*Text passage*

[PATCH] D28073: Preserve domtree and loop-simplify for runtime unrolling.

Fri Jan 6 14:58:18 PST 2017

mzolotukhin added inline comments.

================
Comment at: lib/Transforms/Utils/LoopUnroll.cpp:55
+static cl::opt<bool>
+UnrollVerifyDomtree("unroll-verify-domtree", cl::init(false), cl::Hidden,
+                    cl::desc("Verify domtree after unrolling"));
----------------
efriedma wrote:
> mzolotukhin wrote:
> > mkuper wrote:
> > > efriedma wrote:
> > > > mkuper wrote:
> > > > > We want to enforce this being on in new tests too, I assume?
> > > > We probably want this on in new tests, yes, but I have no idea how we would enforce it.  
> > > In code review, I meant. :-)
> > Can we make the default value `true` for debug builds (it will match the existing behavior)?
> Okay.  (I initially didn't do this because it's O(N^2) in theory, but it turns out it doesn't really matter that much.)
Thanks! Also, if you change it to `true`, then changes in the tests are no longer needed.

================
Comment at: lib/Transforms/Utils/LoopUnroll.cpp:619
+      if (BB == LatchBlock) {
+        // The latch is special because we emit unconditional branches in
+        // some cases.  Since the latch is always at the bottom of the loop,
----------------
efriedma wrote:
> mzolotukhin wrote:
> > mkuper wrote:
> > > efriedma wrote:
> > > > mkuper wrote:
> > > > > Isn't it the case that when the latch ends with an unconditional branch, that branch is towards the header block?
> > > > > If so, we should not have any children outside the loop.
> > > > Maybe this is more clear?  "The latch is special because we can emit an unconditional branch in the unrolled loop even if the original latch block ends in a conditional branch."
> > > Ah, ok, this makes sense.

*Source excerpt*
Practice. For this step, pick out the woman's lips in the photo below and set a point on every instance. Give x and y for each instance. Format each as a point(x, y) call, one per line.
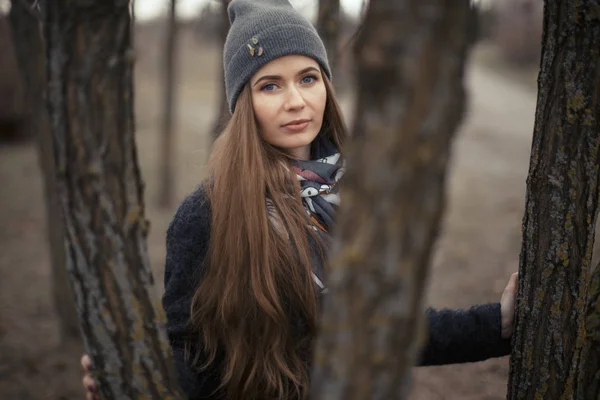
point(297, 126)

*Short exercise*
Quote the patch review thread above, word for word, from "Thanks! Also, if" to "the header block?".

*Exercise solution*
Thanks! Also, if you change it to `true`, then changes in the tests are no longer needed.

================
Comment at: lib/Transforms/Utils/LoopUnroll.cpp:619
+      if (BB == LatchBlock) {
+        // The latch is special because we emit unconditional branches in
+        // some cases.  Since the latch is always at the bottom of the loop,
----------------
efriedma wrote:
> mzolotukhin wrote:
> > mkuper wrote:
> > > efriedma wrote:
> > > > mkuper wrote:
> > > > > Isn't it the case that when the latch ends with an unconditional branch, that branch is towards the header block?